Return each line of the records below that contains the string "grass", matching case exactly.

** START OF Data section **

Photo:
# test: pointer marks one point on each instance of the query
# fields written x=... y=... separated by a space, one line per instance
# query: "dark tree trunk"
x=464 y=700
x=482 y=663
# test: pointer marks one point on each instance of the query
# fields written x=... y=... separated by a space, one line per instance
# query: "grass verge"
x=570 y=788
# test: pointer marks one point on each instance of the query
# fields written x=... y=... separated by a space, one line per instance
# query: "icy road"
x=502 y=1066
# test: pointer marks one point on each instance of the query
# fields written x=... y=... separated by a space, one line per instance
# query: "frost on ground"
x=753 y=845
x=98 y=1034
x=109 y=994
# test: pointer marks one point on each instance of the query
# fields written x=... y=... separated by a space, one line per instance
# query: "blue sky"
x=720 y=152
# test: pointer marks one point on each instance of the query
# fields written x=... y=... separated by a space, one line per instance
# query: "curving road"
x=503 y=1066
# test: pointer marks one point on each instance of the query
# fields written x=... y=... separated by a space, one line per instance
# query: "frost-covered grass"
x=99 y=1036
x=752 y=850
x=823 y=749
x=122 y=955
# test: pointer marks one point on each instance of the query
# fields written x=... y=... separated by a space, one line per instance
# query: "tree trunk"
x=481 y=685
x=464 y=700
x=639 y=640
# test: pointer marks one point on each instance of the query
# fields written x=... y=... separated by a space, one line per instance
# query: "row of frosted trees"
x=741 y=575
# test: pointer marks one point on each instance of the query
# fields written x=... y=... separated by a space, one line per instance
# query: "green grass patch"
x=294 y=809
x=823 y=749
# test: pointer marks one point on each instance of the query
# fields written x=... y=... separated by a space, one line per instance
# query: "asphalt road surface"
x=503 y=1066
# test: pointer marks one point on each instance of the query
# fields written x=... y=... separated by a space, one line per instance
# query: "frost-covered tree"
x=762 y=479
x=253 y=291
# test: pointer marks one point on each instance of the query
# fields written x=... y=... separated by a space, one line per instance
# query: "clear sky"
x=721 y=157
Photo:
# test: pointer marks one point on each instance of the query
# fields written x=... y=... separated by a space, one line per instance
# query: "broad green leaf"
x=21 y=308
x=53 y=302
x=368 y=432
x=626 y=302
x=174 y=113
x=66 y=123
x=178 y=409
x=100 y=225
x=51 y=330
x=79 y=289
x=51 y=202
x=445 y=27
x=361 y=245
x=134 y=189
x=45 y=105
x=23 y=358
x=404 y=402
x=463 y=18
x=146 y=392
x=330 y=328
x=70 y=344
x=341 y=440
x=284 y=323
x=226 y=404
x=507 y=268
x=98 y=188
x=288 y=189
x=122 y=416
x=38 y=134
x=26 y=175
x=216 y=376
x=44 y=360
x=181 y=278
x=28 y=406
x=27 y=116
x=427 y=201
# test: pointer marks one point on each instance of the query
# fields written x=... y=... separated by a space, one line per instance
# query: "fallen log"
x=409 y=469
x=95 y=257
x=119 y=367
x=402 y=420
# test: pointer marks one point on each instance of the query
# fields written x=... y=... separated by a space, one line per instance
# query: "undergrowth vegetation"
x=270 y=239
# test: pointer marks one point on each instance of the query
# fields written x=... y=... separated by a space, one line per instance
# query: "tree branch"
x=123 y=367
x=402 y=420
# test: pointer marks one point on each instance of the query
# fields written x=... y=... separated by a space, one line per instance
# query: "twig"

** END OF Data section **

→ **Solution for this task**
# query: "grass verge"
# query: "frost-covered grass"
# query: "green grass patch"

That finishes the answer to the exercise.